■ Data shown:
* Begin *
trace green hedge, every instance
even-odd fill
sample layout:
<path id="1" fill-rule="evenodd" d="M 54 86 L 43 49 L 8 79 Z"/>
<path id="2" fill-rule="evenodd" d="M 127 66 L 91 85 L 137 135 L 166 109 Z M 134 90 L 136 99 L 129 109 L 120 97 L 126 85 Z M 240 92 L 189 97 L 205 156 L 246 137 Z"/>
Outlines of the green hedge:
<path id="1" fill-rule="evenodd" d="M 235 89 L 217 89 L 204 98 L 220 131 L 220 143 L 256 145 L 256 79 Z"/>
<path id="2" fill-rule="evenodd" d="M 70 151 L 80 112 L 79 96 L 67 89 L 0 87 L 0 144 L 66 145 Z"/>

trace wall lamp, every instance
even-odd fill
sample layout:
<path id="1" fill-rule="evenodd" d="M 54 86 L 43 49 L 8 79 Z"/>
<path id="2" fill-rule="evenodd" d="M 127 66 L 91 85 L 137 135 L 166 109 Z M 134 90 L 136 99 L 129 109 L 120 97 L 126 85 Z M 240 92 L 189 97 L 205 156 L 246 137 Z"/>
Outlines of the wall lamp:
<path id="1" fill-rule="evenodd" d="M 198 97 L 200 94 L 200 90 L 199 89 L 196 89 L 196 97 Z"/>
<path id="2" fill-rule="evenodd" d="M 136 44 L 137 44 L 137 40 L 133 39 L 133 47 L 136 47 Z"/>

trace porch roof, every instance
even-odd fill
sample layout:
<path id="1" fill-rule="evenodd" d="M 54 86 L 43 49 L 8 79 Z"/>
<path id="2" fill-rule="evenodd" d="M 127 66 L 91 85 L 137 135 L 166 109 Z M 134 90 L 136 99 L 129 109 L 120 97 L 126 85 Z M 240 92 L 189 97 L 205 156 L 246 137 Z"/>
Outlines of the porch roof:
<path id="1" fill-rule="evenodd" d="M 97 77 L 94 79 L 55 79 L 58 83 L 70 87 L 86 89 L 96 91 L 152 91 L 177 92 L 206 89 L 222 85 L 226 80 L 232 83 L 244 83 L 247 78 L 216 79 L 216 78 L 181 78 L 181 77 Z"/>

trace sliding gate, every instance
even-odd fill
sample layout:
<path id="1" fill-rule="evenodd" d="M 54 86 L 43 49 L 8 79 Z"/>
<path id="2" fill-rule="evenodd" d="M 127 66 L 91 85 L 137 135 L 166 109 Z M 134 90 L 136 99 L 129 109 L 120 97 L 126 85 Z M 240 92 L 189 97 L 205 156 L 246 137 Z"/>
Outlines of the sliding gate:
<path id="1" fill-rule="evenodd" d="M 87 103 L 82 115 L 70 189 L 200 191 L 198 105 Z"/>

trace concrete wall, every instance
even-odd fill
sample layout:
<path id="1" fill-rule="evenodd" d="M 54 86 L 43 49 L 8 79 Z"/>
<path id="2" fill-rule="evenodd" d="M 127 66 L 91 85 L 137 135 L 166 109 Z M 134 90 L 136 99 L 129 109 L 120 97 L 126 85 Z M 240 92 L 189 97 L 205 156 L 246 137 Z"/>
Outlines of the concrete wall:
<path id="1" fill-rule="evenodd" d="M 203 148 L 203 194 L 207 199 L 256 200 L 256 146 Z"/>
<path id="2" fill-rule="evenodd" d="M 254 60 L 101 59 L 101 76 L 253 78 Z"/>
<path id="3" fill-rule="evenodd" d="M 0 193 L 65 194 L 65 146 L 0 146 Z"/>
* End *
■ Instructions for the task: Repeat all of the data above word for word, changing nothing.

■ Correct result:
trace green hedge, every instance
even-odd fill
sample layout:
<path id="1" fill-rule="evenodd" d="M 54 86 L 43 49 L 8 79 Z"/>
<path id="2" fill-rule="evenodd" d="M 127 66 L 91 85 L 137 135 L 166 109 Z M 134 90 L 136 99 L 129 109 L 120 97 L 126 85 Z M 240 92 L 189 97 L 205 156 L 246 137 Z"/>
Outlines of the green hedge:
<path id="1" fill-rule="evenodd" d="M 235 89 L 217 89 L 204 98 L 220 131 L 220 143 L 256 145 L 256 79 Z"/>
<path id="2" fill-rule="evenodd" d="M 70 151 L 80 112 L 79 96 L 67 89 L 0 87 L 0 144 L 66 145 Z"/>

trace wall lamp, every instance
even-odd fill
sample layout:
<path id="1" fill-rule="evenodd" d="M 54 86 L 43 49 L 8 79 Z"/>
<path id="2" fill-rule="evenodd" d="M 127 66 L 91 85 L 137 135 L 166 109 Z M 134 90 L 136 99 L 129 109 L 120 97 L 126 85 Z M 240 92 L 189 97 L 205 156 L 246 137 Z"/>
Outlines of the wall lamp:
<path id="1" fill-rule="evenodd" d="M 198 97 L 200 94 L 200 90 L 199 89 L 196 89 L 196 97 Z"/>
<path id="2" fill-rule="evenodd" d="M 136 44 L 137 44 L 137 40 L 133 39 L 133 47 L 136 47 Z"/>

trace porch roof, every instance
even-odd fill
sample layout:
<path id="1" fill-rule="evenodd" d="M 54 86 L 43 49 L 8 79 Z"/>
<path id="2" fill-rule="evenodd" d="M 127 66 L 91 85 L 137 135 L 166 109 Z M 134 90 L 136 99 L 129 109 L 120 97 L 126 85 Z M 240 92 L 189 97 L 205 156 L 246 137 Z"/>
Outlines of the porch roof:
<path id="1" fill-rule="evenodd" d="M 97 77 L 94 79 L 55 79 L 58 83 L 70 87 L 86 89 L 96 91 L 152 91 L 177 92 L 206 89 L 222 85 L 226 80 L 232 83 L 244 83 L 247 78 L 216 79 L 216 78 L 181 78 L 181 77 Z"/>

trace sliding gate, every instance
even-odd fill
sample layout:
<path id="1" fill-rule="evenodd" d="M 54 86 L 43 49 L 8 79 Z"/>
<path id="2" fill-rule="evenodd" d="M 127 66 L 91 85 L 137 135 L 166 109 Z M 134 90 L 136 99 L 129 109 L 120 97 L 126 85 Z M 240 92 L 189 97 L 205 156 L 246 137 Z"/>
Outlines of the sliding gate:
<path id="1" fill-rule="evenodd" d="M 87 103 L 82 115 L 70 189 L 200 191 L 198 105 Z"/>

trace concrete wall, every instance
even-odd fill
sample layout:
<path id="1" fill-rule="evenodd" d="M 54 86 L 43 49 L 8 79 Z"/>
<path id="2" fill-rule="evenodd" d="M 127 66 L 91 85 L 137 135 L 166 109 Z M 134 90 L 136 99 L 129 109 L 120 97 L 126 85 Z M 240 92 L 189 97 L 205 156 L 246 137 Z"/>
Outlines of the concrete wall:
<path id="1" fill-rule="evenodd" d="M 203 148 L 203 194 L 207 199 L 256 200 L 256 146 Z"/>
<path id="2" fill-rule="evenodd" d="M 254 60 L 101 59 L 101 76 L 253 78 Z"/>
<path id="3" fill-rule="evenodd" d="M 0 193 L 65 194 L 65 146 L 0 146 Z"/>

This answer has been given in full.